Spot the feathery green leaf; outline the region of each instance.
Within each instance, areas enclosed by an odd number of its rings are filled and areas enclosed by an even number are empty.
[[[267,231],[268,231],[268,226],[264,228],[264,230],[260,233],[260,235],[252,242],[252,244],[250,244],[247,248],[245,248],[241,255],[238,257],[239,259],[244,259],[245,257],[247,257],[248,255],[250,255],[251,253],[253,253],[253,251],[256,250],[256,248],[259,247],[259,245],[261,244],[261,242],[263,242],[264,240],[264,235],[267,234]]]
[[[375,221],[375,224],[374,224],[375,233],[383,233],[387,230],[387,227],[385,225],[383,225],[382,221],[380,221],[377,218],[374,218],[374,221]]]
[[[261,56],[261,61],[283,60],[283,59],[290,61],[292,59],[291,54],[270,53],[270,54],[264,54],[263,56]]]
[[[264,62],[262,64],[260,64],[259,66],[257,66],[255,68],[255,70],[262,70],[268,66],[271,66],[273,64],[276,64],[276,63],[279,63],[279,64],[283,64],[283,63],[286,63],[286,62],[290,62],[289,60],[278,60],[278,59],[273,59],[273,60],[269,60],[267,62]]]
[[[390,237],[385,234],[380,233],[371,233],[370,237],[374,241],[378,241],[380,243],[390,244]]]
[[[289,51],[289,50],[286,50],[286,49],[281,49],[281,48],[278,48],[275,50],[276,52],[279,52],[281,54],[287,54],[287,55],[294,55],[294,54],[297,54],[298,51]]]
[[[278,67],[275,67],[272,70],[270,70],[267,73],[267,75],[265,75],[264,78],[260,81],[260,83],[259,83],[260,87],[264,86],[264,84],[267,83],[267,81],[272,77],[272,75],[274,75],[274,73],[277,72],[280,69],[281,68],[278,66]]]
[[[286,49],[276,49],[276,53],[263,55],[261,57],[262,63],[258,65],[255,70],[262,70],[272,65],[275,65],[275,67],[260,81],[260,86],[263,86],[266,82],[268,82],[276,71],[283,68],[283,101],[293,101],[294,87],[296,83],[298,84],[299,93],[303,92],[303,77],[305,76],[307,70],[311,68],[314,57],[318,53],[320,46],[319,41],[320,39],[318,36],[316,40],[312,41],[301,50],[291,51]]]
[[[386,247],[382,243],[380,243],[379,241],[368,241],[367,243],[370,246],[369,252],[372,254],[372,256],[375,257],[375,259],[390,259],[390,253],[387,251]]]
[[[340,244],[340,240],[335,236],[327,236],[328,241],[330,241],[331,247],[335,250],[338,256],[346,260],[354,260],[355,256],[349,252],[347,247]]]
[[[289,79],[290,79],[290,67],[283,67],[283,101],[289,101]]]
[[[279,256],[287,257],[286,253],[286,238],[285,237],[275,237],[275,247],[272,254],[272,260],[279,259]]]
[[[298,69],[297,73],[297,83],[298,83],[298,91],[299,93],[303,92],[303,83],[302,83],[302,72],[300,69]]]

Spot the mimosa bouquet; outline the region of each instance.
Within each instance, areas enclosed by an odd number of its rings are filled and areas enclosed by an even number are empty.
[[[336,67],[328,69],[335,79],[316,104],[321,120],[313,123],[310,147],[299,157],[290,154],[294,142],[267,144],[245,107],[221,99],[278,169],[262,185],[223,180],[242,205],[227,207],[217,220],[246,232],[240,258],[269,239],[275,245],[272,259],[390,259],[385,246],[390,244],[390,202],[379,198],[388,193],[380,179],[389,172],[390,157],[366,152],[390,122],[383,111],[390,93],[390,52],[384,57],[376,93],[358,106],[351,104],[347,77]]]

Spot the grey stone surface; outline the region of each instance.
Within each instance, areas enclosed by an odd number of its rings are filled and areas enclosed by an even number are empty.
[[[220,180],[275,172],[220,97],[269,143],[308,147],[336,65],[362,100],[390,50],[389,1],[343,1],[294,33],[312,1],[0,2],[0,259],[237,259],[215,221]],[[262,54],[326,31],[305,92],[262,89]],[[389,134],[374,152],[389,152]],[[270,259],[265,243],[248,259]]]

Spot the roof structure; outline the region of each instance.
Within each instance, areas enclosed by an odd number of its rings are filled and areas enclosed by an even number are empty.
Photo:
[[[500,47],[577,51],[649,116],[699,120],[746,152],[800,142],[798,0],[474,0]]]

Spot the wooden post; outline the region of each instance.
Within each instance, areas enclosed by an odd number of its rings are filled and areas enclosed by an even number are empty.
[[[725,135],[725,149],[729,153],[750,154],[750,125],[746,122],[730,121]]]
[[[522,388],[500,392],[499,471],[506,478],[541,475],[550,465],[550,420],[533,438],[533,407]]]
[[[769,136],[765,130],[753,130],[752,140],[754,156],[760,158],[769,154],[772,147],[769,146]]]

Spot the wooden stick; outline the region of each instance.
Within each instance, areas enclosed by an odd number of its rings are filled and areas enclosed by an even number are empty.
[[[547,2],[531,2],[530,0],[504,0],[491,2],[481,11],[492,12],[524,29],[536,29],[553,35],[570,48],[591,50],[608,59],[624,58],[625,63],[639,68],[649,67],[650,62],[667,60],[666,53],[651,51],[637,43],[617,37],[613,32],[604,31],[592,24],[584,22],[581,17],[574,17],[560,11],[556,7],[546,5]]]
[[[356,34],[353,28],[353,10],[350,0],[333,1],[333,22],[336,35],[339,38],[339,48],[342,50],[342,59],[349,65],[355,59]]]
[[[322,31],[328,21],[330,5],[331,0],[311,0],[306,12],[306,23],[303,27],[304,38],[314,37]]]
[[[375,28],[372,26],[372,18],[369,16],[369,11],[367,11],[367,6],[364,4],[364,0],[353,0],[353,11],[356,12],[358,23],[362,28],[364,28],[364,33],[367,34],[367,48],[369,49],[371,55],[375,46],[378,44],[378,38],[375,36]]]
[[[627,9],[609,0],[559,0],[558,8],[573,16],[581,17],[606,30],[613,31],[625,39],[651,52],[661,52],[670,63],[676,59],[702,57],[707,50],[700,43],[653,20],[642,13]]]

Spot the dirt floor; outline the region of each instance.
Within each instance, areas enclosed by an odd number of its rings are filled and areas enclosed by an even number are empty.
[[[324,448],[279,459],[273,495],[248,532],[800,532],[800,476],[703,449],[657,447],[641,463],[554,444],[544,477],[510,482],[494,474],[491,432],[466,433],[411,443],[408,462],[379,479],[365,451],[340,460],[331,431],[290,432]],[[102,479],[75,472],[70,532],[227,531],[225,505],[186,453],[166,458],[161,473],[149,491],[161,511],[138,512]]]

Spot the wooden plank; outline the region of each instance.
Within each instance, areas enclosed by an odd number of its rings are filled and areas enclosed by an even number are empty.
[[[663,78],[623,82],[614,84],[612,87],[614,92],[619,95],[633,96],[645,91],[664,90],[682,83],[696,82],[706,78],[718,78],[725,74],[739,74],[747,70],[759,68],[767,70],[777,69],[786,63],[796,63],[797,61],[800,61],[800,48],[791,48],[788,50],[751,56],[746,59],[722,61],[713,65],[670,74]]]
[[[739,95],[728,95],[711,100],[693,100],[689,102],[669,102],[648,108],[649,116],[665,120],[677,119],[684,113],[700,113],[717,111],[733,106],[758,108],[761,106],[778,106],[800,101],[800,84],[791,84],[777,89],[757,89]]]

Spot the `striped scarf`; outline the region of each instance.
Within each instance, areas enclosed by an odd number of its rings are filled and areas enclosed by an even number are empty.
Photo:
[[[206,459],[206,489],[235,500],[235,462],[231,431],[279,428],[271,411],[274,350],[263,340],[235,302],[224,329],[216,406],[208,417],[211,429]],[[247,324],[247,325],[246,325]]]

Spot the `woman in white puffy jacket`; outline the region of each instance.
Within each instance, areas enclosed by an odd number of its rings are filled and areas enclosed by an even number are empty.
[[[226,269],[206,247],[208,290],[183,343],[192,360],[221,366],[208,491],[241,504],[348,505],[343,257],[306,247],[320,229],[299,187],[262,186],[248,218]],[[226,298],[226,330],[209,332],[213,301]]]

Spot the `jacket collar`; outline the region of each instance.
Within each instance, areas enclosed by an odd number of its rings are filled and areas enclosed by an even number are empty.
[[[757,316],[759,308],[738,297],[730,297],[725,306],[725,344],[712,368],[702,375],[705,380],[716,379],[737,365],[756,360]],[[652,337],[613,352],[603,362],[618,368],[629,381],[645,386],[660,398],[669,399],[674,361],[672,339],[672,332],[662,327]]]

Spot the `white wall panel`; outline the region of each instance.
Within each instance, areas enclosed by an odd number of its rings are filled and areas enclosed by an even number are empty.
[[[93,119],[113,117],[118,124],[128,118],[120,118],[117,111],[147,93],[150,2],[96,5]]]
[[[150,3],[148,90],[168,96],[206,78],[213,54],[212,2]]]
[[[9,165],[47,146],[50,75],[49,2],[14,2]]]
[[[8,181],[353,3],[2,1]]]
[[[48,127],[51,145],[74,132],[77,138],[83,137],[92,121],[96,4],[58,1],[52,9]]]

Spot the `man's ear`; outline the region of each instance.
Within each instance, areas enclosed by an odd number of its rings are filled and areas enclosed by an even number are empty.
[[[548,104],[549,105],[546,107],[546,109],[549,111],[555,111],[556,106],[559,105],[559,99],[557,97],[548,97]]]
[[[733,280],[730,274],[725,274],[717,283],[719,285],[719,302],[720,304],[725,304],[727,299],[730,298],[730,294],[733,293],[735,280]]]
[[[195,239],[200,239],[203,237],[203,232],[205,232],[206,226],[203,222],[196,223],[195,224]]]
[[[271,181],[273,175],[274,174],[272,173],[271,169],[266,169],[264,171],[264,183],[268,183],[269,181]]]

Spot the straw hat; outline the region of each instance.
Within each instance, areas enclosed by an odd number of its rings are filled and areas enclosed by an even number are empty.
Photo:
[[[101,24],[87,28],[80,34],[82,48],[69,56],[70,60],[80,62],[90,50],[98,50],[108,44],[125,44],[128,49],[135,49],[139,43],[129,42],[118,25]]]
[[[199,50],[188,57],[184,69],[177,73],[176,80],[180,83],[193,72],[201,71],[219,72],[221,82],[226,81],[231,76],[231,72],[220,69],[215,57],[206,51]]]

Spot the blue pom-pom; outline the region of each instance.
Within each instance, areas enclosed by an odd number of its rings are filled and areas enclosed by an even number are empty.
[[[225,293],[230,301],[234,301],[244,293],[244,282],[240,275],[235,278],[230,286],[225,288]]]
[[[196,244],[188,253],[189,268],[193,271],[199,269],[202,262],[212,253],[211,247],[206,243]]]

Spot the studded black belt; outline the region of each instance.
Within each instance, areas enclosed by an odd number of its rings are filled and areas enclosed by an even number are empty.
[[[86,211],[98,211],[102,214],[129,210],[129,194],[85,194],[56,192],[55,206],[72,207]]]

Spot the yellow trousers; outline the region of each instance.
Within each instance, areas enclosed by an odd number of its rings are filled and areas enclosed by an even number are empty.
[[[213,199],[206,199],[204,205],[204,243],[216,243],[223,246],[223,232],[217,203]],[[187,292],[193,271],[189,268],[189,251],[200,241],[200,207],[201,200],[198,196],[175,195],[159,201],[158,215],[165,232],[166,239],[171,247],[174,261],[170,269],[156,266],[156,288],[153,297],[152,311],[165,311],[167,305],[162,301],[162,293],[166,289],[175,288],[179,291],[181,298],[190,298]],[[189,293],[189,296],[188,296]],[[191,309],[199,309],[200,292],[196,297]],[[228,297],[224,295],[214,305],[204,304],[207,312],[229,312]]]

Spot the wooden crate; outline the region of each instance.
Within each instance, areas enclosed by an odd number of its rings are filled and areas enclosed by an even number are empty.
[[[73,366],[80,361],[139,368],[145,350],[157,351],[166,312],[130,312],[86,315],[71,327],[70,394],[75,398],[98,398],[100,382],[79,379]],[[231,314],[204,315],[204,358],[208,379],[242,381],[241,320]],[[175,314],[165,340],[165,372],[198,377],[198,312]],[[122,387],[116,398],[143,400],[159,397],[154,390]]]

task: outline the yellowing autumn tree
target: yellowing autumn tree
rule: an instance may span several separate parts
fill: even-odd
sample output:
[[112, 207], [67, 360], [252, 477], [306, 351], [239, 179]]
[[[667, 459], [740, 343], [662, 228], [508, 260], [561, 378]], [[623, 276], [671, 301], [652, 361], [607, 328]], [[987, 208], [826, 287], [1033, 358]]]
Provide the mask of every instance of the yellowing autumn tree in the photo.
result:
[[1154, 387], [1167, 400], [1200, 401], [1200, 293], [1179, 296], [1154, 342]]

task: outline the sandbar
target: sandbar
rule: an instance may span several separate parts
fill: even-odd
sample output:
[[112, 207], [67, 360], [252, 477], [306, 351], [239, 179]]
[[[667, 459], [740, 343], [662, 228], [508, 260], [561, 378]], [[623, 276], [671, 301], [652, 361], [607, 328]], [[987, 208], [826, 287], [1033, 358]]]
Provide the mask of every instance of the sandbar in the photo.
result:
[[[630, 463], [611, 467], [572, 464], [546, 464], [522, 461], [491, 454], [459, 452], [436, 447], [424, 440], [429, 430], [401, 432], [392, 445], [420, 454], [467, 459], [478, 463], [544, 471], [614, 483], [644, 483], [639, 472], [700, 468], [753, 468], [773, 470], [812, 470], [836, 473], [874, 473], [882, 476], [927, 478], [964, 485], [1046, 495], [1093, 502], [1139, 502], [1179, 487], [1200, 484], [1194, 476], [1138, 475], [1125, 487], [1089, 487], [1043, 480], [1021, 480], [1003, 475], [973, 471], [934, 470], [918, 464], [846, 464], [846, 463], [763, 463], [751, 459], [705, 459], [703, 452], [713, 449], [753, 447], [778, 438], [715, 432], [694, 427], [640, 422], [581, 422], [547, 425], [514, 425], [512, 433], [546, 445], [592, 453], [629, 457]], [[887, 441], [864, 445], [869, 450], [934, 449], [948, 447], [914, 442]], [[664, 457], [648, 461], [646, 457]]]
• • •
### [How to complete this task]
Only lines that hold the string "yellowing" belong in the answer, so copy every one of them from the records.

### [Response to this task]
task: outline the yellowing autumn tree
target: yellowing autumn tree
Provide the mask of every instance of the yellowing autumn tree in the photo.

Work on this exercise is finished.